[Start of Material for this task]

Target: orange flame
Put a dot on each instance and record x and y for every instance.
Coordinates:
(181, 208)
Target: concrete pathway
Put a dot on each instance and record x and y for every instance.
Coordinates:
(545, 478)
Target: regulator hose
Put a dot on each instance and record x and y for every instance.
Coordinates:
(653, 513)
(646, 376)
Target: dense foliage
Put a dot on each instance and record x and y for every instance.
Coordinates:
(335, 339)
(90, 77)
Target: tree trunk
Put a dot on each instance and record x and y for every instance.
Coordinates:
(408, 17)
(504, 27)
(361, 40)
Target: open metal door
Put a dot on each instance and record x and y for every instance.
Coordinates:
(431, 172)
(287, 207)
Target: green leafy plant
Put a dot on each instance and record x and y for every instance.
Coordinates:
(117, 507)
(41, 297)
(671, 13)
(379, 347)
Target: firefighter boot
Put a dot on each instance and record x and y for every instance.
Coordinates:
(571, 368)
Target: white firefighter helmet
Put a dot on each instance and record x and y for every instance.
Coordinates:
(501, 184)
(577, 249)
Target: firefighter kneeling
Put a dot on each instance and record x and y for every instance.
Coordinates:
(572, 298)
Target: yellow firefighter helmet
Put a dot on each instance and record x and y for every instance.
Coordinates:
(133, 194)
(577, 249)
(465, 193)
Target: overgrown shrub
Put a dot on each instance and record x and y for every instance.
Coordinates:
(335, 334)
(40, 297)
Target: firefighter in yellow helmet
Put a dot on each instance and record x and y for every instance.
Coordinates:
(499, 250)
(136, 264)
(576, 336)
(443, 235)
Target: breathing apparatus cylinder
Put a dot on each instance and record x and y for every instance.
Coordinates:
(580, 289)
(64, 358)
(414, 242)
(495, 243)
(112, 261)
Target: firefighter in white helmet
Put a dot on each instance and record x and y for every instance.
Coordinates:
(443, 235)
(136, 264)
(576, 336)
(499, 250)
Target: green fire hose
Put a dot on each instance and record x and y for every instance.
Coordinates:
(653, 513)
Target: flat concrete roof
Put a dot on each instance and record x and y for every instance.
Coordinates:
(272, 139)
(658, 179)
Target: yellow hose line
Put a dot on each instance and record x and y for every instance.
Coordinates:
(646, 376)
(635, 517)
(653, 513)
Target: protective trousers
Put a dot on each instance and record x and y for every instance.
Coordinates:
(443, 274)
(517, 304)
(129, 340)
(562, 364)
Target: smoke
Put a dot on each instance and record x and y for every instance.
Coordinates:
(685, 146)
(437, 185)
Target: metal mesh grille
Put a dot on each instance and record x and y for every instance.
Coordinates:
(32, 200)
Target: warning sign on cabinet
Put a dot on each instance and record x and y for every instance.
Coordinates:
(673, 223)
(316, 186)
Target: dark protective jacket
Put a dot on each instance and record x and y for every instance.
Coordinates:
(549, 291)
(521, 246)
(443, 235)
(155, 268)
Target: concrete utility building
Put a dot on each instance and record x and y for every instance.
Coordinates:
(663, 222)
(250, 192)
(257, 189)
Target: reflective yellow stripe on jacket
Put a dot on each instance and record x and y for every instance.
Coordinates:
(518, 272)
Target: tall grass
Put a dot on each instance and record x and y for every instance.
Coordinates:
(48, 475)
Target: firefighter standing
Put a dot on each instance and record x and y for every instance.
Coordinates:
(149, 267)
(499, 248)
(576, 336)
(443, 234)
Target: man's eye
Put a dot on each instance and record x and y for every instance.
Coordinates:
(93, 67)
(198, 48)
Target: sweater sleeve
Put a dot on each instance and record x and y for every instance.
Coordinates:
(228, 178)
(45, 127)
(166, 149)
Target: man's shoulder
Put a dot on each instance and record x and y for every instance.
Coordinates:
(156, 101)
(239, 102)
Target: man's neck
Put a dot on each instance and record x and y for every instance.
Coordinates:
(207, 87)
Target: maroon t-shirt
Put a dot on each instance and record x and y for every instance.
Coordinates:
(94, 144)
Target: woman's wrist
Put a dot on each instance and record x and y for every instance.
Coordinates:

[End of Material for this task]

■ **What the task requires**
Please copy the rows again, starting at the line that has "Target: concrete utility building" and going through the last row, keeping every line (including the instructions) but increasing each coordinate value by 111.

■ **Answer for the task**
Target: concrete utility building
Put a dot on each instance and record x and y for every instance.
Coordinates:
(774, 333)
(361, 303)
(368, 300)
Target: reflective yellow stripe on jacket
Put a dot on each instance and record x and y for every instance.
Coordinates:
(629, 383)
Target: tall grass
Put a dot on each instance and record x and y for every instance.
Coordinates:
(159, 586)
Target: firefighter standing
Put a dot on each instance and record x and y for every instance.
Coordinates:
(260, 378)
(610, 359)
(687, 447)
(554, 345)
Target: man's eye
Put a dot on each instance and record x and y for every instance.
Coordinates:
(204, 178)
(309, 159)
Target: sweater sleeve
Put a dot on each instance and record x and y for every instance.
Coordinates:
(339, 289)
(156, 238)
(277, 260)
Target: man's shoulder
Put a dot on each instance and record x and y for every instance.
Coordinates:
(267, 212)
(350, 213)
Target: man's neck
Put a dot on each instance and record x and y for every instance.
Coordinates:
(318, 198)
Target: maroon t-shirt
Put a dot on each instance and record x and y for every instance.
Coordinates:
(205, 255)
Target: woman's wrist
Put a dot on each instance and record x and y for every instance.
Coordinates:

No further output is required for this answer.